--- What you are asked to do ---
Within the records below, reproduce without change the lines from the line that has "Target: seated man reading newspaper" through the line that has "Place a point on every instance of the walking", and only those.

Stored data
********
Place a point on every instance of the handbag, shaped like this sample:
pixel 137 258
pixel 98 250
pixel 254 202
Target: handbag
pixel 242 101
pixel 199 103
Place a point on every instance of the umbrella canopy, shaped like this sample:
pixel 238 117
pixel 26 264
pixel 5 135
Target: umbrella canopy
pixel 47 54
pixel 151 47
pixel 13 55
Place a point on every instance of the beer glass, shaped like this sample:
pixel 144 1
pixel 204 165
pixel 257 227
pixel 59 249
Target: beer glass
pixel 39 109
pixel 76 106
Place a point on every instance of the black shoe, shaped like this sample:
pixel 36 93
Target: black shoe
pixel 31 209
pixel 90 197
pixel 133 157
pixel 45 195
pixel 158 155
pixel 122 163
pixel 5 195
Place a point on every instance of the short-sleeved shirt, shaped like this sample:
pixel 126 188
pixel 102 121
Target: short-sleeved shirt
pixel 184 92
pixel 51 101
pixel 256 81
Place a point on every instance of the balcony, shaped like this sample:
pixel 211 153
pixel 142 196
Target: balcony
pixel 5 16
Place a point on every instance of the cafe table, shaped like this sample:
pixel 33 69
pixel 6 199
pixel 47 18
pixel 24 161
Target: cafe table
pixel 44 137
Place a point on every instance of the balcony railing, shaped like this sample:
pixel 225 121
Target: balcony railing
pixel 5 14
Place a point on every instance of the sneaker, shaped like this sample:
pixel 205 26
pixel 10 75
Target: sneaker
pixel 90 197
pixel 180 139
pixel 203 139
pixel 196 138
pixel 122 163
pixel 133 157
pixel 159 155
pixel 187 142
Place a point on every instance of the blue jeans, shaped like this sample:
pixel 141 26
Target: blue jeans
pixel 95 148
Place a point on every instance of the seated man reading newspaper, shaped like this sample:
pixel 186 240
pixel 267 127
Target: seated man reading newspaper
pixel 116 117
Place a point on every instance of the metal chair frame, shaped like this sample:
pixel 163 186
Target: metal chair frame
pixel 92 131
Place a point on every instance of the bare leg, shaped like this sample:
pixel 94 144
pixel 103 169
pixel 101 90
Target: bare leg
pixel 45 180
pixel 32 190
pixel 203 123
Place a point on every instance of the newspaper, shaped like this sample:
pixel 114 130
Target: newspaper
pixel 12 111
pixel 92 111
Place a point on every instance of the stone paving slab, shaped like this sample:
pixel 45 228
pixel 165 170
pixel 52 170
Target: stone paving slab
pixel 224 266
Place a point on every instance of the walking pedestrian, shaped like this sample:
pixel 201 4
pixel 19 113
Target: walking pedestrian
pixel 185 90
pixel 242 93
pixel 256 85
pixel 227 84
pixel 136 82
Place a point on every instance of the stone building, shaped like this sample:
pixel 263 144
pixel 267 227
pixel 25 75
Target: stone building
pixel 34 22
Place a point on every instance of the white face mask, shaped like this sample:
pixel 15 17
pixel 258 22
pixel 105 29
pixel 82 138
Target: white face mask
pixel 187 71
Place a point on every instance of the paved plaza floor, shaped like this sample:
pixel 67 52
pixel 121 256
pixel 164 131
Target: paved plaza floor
********
--- Response for this exercise ---
Target: seated man reading newspaper
pixel 116 117
Place a point on every instance of the metal chair frame, shaped like this sample:
pixel 163 186
Target: metal chair frame
pixel 92 131
Place a point on every instance of the bare leg, shaped like this sample:
pixel 94 144
pixel 103 169
pixel 101 90
Target: bare leg
pixel 45 180
pixel 32 190
pixel 203 123
Place a point on every instance of the newspaper, shaped like this sample:
pixel 114 130
Target: newspaper
pixel 12 111
pixel 92 111
Place a point on every instance of the stone paving slab, shaped like this sample:
pixel 45 228
pixel 165 170
pixel 52 170
Target: stone paving slab
pixel 224 266
Place a point on every instance of the walking pedestrian, shaped like this sample:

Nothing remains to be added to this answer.